» **Task**: Turn the records into a JSON list of strings, one string per line and with no blank lines, beginning at the line that contains "Batch processing job — object class: white wall." and stopping after the line that contains "0 239 640 409".

****************

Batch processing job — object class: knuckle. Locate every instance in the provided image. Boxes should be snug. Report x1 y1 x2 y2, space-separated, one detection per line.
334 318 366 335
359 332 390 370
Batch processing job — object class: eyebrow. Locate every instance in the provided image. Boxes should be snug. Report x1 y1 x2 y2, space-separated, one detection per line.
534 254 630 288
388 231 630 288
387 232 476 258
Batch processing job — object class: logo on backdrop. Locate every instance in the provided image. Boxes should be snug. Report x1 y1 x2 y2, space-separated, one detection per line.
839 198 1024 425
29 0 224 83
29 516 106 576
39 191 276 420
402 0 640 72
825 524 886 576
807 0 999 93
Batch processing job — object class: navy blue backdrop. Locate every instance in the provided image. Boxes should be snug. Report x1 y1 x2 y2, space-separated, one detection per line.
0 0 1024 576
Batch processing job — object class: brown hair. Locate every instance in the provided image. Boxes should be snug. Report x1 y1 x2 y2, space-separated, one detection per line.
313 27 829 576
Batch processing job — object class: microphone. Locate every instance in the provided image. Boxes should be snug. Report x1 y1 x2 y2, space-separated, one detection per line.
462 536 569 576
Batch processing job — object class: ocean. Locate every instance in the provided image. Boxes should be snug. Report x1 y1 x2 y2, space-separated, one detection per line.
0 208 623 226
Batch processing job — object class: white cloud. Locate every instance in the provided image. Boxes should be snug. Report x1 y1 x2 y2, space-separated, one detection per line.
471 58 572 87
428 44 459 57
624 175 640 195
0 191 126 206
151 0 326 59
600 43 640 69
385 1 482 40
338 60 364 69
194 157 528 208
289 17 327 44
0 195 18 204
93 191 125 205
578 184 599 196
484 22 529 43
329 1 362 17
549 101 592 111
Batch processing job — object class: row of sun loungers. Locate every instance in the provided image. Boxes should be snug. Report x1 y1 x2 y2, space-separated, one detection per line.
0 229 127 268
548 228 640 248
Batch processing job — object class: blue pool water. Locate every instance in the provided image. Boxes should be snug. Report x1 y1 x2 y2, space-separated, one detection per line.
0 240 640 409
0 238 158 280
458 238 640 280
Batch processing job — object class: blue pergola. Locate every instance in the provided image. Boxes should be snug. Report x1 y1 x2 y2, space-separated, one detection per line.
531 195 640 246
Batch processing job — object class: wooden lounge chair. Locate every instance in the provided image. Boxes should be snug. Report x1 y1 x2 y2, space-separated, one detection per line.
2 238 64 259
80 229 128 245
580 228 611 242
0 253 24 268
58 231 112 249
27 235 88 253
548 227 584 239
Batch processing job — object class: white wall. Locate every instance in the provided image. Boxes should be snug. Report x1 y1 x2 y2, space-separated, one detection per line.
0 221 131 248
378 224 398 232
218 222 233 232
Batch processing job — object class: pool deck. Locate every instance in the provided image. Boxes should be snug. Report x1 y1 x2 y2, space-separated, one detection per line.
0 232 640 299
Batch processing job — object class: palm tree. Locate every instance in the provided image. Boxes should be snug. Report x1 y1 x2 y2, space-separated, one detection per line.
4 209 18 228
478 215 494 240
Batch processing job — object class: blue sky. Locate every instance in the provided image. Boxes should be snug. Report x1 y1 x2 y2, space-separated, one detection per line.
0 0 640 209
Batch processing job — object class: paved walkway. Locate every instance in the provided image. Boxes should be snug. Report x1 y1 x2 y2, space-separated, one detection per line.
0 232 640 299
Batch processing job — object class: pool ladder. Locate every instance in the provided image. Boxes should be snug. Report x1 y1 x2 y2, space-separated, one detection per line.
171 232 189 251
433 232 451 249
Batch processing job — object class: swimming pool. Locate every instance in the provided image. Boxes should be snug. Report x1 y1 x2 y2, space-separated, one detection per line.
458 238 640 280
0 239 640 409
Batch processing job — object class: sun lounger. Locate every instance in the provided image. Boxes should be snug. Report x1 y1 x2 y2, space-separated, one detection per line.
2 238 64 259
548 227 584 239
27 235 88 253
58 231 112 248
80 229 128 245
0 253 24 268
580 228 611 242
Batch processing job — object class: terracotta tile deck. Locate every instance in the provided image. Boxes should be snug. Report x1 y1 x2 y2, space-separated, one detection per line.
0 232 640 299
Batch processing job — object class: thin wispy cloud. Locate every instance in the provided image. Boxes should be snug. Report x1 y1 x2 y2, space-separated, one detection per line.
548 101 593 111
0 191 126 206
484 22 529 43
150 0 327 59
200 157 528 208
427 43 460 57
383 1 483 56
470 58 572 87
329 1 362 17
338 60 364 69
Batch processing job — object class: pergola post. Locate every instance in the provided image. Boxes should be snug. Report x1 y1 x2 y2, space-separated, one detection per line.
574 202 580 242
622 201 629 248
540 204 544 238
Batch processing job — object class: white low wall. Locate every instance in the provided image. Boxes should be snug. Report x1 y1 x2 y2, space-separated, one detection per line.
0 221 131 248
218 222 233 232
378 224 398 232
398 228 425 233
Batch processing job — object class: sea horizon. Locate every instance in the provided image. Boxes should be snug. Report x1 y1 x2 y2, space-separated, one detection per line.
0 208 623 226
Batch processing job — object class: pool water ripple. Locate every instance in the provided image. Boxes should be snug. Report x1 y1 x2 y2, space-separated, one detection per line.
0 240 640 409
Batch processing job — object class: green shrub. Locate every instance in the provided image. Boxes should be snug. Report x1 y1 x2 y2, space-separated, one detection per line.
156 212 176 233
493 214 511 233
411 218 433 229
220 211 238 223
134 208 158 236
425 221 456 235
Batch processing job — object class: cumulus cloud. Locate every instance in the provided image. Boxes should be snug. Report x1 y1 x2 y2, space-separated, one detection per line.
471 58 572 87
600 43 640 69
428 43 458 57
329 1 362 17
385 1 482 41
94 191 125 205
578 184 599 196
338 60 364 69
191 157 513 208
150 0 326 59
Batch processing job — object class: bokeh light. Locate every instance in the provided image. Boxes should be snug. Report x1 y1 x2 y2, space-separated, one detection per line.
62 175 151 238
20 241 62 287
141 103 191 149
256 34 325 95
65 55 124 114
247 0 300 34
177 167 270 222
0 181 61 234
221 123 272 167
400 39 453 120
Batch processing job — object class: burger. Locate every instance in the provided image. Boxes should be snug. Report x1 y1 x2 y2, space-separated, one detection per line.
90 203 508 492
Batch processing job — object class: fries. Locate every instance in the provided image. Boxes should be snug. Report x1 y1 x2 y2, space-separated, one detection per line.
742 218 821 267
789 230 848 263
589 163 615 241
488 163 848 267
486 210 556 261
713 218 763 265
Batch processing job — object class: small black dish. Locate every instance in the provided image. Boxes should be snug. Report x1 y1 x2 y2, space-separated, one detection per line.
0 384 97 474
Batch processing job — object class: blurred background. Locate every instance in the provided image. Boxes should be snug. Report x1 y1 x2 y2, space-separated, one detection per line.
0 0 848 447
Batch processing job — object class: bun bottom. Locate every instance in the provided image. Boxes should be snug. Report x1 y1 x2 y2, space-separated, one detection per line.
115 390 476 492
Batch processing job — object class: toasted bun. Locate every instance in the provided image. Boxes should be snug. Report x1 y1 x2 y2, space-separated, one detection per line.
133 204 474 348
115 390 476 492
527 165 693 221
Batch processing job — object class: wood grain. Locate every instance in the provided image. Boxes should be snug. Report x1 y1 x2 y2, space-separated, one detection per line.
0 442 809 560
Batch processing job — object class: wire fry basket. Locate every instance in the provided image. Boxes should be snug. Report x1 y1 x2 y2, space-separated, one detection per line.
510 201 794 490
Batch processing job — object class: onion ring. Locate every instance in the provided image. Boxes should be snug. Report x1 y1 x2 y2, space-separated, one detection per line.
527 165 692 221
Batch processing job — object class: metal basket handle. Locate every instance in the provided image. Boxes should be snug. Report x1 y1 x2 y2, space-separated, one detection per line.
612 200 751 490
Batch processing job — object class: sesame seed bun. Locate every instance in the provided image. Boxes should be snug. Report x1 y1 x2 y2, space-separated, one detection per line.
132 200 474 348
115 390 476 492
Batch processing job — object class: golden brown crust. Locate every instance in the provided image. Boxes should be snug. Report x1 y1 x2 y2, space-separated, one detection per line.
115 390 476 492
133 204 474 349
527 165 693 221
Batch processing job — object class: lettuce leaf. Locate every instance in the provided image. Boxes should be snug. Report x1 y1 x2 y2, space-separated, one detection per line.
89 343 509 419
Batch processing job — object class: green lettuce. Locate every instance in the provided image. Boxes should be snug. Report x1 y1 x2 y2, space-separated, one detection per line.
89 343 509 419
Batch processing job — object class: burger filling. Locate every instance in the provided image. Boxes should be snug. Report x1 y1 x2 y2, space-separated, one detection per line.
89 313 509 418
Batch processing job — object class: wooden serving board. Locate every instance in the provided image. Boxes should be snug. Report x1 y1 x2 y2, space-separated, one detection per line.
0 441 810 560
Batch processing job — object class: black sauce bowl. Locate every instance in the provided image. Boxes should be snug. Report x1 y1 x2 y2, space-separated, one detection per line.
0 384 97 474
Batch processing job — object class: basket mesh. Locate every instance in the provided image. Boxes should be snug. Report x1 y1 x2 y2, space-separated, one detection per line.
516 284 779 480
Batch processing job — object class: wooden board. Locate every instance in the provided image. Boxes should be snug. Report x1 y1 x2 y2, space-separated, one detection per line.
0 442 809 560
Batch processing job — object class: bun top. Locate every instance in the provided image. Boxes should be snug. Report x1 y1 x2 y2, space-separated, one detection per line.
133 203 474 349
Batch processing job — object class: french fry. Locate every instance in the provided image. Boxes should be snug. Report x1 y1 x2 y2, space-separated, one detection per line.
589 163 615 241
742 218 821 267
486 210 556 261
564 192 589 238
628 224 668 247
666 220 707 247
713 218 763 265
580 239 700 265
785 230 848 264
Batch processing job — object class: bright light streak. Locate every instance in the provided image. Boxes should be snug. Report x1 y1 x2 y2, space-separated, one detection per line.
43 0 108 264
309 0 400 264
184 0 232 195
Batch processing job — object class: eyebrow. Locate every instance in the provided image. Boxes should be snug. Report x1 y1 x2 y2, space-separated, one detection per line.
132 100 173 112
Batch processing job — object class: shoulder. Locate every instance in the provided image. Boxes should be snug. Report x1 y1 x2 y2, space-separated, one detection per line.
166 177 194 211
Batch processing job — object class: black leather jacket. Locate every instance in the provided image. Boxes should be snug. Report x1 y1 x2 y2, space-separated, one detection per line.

****************

» **The solution**:
[
  "Batch processing job — object class: white wall. Locate every instance in the provided image. Boxes should be snug. Report x1 y1 x2 y2, space-separated, one detection per line.",
  "0 221 131 248",
  "378 224 398 232",
  "218 222 233 232",
  "Batch processing job — object class: pool deck. Locate every instance in the provided image. Boxes should be snug. Report x1 y1 x2 y2, space-separated, one detection per line.",
  "0 232 640 299",
  "Batch processing job — object class: palm tree. Locate every instance in the provided image. Boxes should be snug. Report x1 y1 x2 y2, space-separated, one detection per line.",
  "4 209 18 228",
  "478 215 494 240",
  "Batch processing job — object class: blue sky. Locate every instance in the provided image. Boxes should be snug. Report x1 y1 x2 y2, space-separated, one detection per line.",
  "0 0 640 209",
  "Batch processing job — object class: paved walkway. Locate every instance in the provided image. Boxes should be snug. Report x1 y1 x2 y2, space-separated, one detection per line.",
  "0 232 640 299",
  "Batch processing job — object class: pool ladder. Locate every instance in the provided image. Boxes should be snug. Report x1 y1 x2 y2, space-separated, one detection per line.",
  "171 232 189 251",
  "433 232 451 249",
  "Batch processing job — object class: swimming pool. Locate every instance in the provided image. Boxes should be snug. Report x1 y1 x2 y2, space-separated, one detection per line.",
  "458 238 640 280",
  "0 239 640 409"
]